- **The task**
Copy the records below line for line, omitting the pictures.
════════════════════
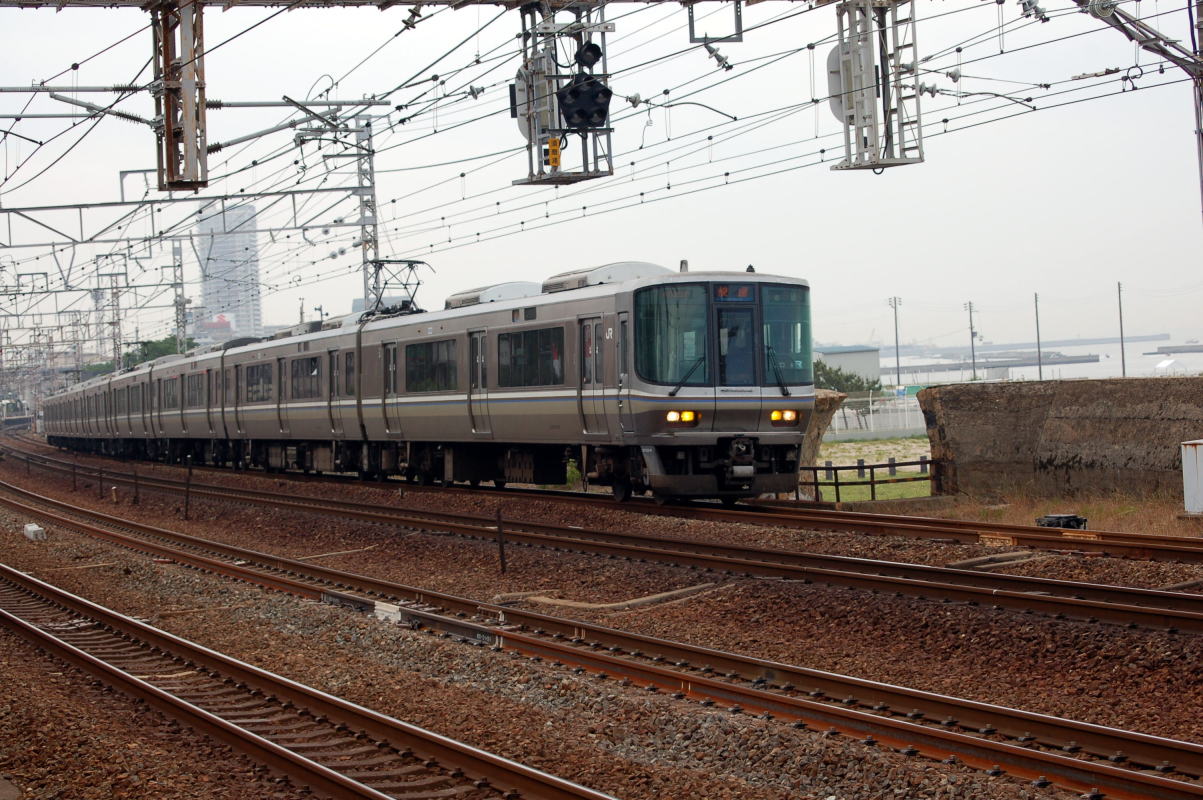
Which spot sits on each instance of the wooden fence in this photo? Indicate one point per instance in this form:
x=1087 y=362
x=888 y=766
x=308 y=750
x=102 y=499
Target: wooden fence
x=830 y=475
════════════════════
- **Answer for the task**
Which spot sits on each instance of the wooden fence in this photo? Indicate one point per instance in this form:
x=1087 y=362
x=888 y=766
x=308 y=750
x=102 y=499
Target: wooden fence
x=830 y=475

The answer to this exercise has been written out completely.